# STATED GOAL:
Count how many lines in the listing below contain the string "hair", treating uppercase and lowercase as different, and reply with only that number.

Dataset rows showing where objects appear
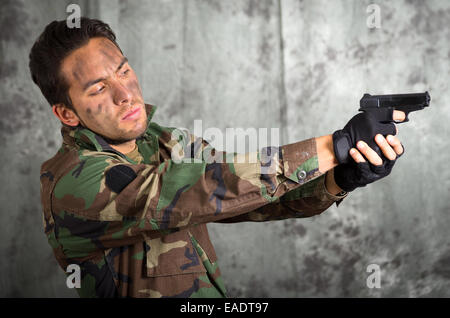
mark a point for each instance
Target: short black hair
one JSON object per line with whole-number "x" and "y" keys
{"x": 52, "y": 46}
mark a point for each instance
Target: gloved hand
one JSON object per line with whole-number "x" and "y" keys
{"x": 363, "y": 126}
{"x": 350, "y": 176}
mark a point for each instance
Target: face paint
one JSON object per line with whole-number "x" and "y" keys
{"x": 102, "y": 106}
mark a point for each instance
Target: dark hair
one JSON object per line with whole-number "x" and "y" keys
{"x": 53, "y": 45}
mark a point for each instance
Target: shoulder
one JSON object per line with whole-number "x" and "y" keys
{"x": 73, "y": 178}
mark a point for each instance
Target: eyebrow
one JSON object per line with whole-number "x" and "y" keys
{"x": 90, "y": 83}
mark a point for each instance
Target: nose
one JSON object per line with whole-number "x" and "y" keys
{"x": 122, "y": 94}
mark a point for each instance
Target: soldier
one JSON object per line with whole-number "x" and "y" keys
{"x": 117, "y": 204}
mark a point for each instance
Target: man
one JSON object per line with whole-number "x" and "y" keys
{"x": 115, "y": 201}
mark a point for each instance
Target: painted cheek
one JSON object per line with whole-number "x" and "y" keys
{"x": 99, "y": 108}
{"x": 133, "y": 86}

# RESPONSE TO THE TASK:
2